PAGE EXTRACT:
--- START ---

The deal fell through after Shark Tank

After Glow Recipe's "Shark Tank" episode aired, it was revealed that the 25% deal Sarah Lee and Christine Chang agreed to with Robert Herjavec never actually came to fruition. The duo told CNBC that they had further conversations with the former "Dancing with the Stars" contestant after the cameras stopped rolling, but decided not to accept the offer after all. 

But don't think there's bad blood between these entrepreneurs and the show or its stars. Lee and Chang admitted they still give the show a lot of credit, mainly because of the publicity it brought to their brand. "Beyond just the sales numbers, it opened eyes to new customers who were not interested in skincare but wanted to know how to get the best glowing skin," Lee told CNBC. "Most of their questions were based on wanting to understand what K-beauty was and what type of skincare routines they should learn about, so it was a lot of curiosity and interest in learning about the approach to skincare we were talking about on air."

The brand did get the money it was looking for eventually, though. Forbes reported the company got its very first external investment in 2021, which it accepted from an unnamed private equity firm.

Glow Recipe is still going strong without a Shark's investment

Despite not actually getting the cash injection Glow Recipe's founders wanted from "Shark Tank," there's no doubting the business has only gone from strength to strength. Two years after appearing on the show, the brand started selling its own unique skincare items in addition to curating products and signed a deal with none other than Sephora to stock its products. 

"When we launched, the response was so rewarding; we had a [multi-thousand-person] waitlist and sold out multiple times," Christine Chang told Worklife, explaining the business did both until around 2019 when they made the decision to focus more on their own skincare products. "Increasingly, we were seeing that our community was passionate about Glow Recipe Skincare. They wanted more products and more innovation. We're a very small team, so we had to focus on our own brand," she shared. That was clearly a smart idea, as, the year prior, Glow Recipe was estimated to have sold $30 million worth of products in Sephora.

--- END ---

DATA EXTRACTS:

--- START ---

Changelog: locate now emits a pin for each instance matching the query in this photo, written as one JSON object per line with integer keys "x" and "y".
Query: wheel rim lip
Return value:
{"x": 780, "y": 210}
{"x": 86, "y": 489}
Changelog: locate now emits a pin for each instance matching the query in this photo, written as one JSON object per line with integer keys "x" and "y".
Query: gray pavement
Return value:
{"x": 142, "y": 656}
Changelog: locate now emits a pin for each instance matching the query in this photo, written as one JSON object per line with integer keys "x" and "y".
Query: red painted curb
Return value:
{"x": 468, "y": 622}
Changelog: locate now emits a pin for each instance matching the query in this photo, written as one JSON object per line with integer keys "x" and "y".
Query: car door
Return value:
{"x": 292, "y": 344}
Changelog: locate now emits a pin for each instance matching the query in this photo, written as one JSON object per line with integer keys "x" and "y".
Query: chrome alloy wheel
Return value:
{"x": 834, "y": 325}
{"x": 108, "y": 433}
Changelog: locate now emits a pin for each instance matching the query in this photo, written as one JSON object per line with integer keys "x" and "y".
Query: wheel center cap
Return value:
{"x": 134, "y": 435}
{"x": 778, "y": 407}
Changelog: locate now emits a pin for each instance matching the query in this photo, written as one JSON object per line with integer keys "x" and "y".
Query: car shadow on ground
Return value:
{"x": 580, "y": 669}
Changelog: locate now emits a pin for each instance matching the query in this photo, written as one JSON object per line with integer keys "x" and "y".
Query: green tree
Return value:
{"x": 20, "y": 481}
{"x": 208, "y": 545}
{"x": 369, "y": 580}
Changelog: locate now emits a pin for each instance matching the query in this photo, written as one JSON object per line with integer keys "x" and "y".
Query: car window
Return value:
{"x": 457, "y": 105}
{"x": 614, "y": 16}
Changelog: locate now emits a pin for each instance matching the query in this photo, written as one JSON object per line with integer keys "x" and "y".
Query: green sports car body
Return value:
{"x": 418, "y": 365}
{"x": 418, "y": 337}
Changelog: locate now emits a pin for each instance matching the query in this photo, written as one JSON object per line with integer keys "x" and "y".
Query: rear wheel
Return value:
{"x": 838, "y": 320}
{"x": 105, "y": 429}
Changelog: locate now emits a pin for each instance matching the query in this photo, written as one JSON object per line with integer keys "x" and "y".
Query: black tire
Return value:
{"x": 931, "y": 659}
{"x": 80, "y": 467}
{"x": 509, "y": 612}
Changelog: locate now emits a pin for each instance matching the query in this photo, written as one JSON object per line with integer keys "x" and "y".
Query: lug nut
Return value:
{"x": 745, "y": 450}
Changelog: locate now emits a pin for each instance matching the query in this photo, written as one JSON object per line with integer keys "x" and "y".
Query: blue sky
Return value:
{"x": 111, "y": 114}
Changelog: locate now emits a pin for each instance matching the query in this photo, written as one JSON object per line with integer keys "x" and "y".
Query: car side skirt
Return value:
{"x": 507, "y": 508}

--- END ---

EXERCISE REQUIREMENTS:
1) According to the Glow Recipe article, which retailer signed a deal to stock the brand's products two years after its "Shark Tank" appearance?
2) Proceed with the Glow Recipe article, picking up after its final sentence.

EXPECTED RESULTS:
1) Sephora

2)
But that was just the beginning. In 2021, Forbes reported Glow Recipe had raked in a seriously impressive $100 million in sales and was looking to TikTok to get the word out there. "As a beauty brand, once you go viral on TikTok, it immediately converts to sales like never before," Sarah Lee told the outlet, revealing that one viral post resulted in a 600% increase in sales.

Glow Recipe is inspiring the next generation

It seems like Sarah Lee and Christine Chang are always moving forward when it comes to Glow Recipe, as the brand has new, innovative products hitting the shelves all the time. But the two have admitted they hope to keep using their thriving business to help others, particularly women of color. "As two female co-founders of Asian heritage, we're especially passionate about providing mentorship to not only female entrepreneurs, but specifically Black and POC female founders," Lee told Ipsy. The two actually began a mentorship program in 2021, passing on their skills and advice to others hoping to replicate their success.

Beyond that, it seems like Glow Recipe is determined to continue evolving via its young, finger-on-the-pulse team. "When we hire people, we ask about their storytelling and photography skills. It's a very modern approach to hiring," Lee told Worklife, sharing they ask every employee to share their thoughts on things like marketing no matter what their job title. "Many of our team members are relatively young and very plugged into TikTok. They have their ears and eyes on Gen Z's social media landscape. Because of that, we're able to not only react quickly, but also proactively share what we have going on transparently with our community."